Exercise aim
Reproduce every item below verbatim, line for line, without changing anything.

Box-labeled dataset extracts
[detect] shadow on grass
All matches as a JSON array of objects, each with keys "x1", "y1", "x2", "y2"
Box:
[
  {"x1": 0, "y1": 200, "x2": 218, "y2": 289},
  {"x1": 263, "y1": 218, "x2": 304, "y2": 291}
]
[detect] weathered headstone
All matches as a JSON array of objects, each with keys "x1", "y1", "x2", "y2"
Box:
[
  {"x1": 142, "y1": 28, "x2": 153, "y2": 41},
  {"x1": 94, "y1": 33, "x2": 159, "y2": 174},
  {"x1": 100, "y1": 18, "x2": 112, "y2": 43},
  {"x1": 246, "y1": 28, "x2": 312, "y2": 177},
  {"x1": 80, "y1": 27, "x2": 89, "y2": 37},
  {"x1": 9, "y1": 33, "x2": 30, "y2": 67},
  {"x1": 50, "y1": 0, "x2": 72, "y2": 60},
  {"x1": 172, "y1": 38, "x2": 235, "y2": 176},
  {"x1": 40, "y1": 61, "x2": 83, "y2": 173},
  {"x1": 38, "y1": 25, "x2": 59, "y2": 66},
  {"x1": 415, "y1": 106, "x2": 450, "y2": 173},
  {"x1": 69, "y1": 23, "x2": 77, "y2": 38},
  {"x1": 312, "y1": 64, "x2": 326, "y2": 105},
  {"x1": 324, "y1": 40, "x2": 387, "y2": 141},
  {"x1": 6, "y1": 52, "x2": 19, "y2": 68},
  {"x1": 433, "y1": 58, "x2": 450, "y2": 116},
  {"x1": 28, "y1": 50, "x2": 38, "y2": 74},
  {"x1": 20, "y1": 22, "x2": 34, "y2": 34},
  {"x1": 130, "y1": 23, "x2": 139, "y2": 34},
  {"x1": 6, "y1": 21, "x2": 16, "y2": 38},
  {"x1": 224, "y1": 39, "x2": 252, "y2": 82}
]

Exercise output
[detect] shadow on grass
All matches as a JSON array of objects, each with keys "x1", "y1", "x2", "y2"
Box:
[
  {"x1": 0, "y1": 200, "x2": 218, "y2": 289},
  {"x1": 263, "y1": 218, "x2": 304, "y2": 291}
]
[detect] weathered headstone
All matches as a JSON array of objects, each with keys "x1", "y1", "x2", "y2"
Box:
[
  {"x1": 142, "y1": 28, "x2": 153, "y2": 41},
  {"x1": 94, "y1": 33, "x2": 159, "y2": 174},
  {"x1": 100, "y1": 18, "x2": 112, "y2": 43},
  {"x1": 246, "y1": 28, "x2": 312, "y2": 177},
  {"x1": 80, "y1": 27, "x2": 89, "y2": 37},
  {"x1": 9, "y1": 33, "x2": 30, "y2": 67},
  {"x1": 50, "y1": 0, "x2": 72, "y2": 60},
  {"x1": 172, "y1": 38, "x2": 235, "y2": 176},
  {"x1": 40, "y1": 61, "x2": 83, "y2": 173},
  {"x1": 38, "y1": 25, "x2": 59, "y2": 66},
  {"x1": 415, "y1": 106, "x2": 450, "y2": 173},
  {"x1": 69, "y1": 23, "x2": 77, "y2": 38},
  {"x1": 312, "y1": 64, "x2": 326, "y2": 105},
  {"x1": 324, "y1": 40, "x2": 387, "y2": 141},
  {"x1": 6, "y1": 52, "x2": 19, "y2": 68},
  {"x1": 433, "y1": 58, "x2": 450, "y2": 116},
  {"x1": 28, "y1": 50, "x2": 38, "y2": 74},
  {"x1": 20, "y1": 22, "x2": 34, "y2": 34},
  {"x1": 130, "y1": 23, "x2": 139, "y2": 34},
  {"x1": 6, "y1": 21, "x2": 16, "y2": 38},
  {"x1": 224, "y1": 39, "x2": 252, "y2": 82}
]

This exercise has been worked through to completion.